(SOURCE TEXT)
- - -

Let’s see make_one_branch. Feature maps are downsampled if stride is not 1 or num_inchannel is not equal to num_channels * block.expansion (1 in case of basic block, 4 in case of bottleneck). In the process of downsampling, inchannel becomes inchannel of each branch and out channel is num_channel * expansion of each branch. kernel_size is 1 so the feature maps are downsampled with 1x1 convolutional layer and batchnorm layer.

In order to make one branch, an emptpy list is defined and one block is appened and the method returen nn.Sequential(*layers) at the end.

# code block 4–3 — def _make_fuse_layers

def _make_fuse_layers(self): 
        if self.num_branches == 1: 
            return None
num_branches = self.num_branches 
        num_inchannels = self.num_inchannels 
        fuse_layers = []

If num_branches is 1, None is returned and fuse_layers is defined.

- - -

(CHALLENGE 1)
In the code walkthrough, what is the value of block.expansion for a bottleneck block?
(CHALLENGE 2)
Reproduce the code walkthrough from "# code block" up to and including "fuse_layers is defined.".

- - -

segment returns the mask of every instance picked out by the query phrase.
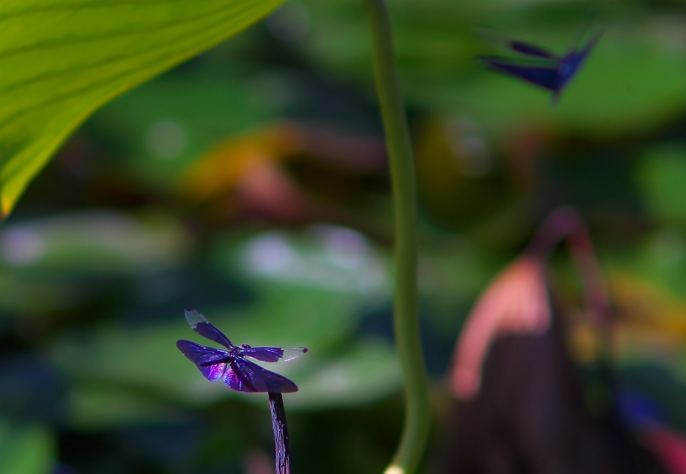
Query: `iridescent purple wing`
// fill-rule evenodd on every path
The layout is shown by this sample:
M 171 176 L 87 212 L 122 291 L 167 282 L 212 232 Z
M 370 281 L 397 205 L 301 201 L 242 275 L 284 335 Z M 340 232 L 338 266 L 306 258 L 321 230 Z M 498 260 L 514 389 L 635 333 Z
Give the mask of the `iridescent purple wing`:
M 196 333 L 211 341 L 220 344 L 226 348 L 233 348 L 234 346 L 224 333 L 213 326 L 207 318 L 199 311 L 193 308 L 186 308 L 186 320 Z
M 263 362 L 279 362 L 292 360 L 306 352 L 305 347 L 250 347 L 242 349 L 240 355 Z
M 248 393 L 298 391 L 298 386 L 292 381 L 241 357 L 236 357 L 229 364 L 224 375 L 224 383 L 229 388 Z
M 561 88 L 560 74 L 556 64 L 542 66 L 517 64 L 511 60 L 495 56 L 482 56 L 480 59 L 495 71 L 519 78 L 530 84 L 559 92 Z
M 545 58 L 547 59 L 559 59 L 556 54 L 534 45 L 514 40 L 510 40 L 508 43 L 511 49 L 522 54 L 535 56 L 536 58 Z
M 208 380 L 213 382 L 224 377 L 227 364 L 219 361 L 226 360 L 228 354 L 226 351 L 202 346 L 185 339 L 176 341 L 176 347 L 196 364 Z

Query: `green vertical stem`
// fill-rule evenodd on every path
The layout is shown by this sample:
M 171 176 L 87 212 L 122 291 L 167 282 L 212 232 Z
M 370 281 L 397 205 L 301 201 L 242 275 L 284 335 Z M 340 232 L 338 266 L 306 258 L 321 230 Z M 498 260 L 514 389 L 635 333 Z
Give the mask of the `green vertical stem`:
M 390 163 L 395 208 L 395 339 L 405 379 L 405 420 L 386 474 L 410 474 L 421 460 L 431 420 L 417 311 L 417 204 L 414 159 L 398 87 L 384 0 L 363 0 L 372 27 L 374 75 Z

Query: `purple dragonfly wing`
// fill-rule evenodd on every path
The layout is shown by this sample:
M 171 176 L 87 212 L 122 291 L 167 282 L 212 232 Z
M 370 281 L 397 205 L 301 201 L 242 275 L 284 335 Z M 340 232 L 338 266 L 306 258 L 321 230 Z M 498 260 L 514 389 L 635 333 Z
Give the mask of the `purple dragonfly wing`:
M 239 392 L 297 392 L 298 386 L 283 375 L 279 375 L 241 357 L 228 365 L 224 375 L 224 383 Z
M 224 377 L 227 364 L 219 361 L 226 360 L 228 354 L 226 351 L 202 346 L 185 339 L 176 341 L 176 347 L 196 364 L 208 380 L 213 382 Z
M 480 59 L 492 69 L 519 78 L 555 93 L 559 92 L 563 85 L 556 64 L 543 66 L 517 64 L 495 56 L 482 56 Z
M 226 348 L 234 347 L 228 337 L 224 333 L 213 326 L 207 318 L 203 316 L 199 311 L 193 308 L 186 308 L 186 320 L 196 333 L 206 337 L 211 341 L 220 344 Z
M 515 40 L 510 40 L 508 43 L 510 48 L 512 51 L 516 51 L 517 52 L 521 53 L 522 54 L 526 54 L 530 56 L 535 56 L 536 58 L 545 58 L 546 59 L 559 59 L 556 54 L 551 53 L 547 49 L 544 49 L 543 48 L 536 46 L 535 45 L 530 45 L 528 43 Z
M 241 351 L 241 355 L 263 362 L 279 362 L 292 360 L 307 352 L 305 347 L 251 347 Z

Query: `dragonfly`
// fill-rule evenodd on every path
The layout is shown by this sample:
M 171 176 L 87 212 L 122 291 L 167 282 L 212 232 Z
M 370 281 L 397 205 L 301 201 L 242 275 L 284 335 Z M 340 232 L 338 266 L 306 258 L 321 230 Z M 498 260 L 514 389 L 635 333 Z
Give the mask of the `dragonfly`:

- - -

(RESPONSE 1)
4

(RESPONSE 2)
# code block 4–3 — def _make_fuse_layers

def _make_fuse_layers(self): 
        if self.num_branches == 1: 
            return None
num_branches = self.num_branches 
        num_inchannels = self.num_inchannels 
        fuse_layers = []

If num_branches is 1, None is returned and fuse_layers is defined.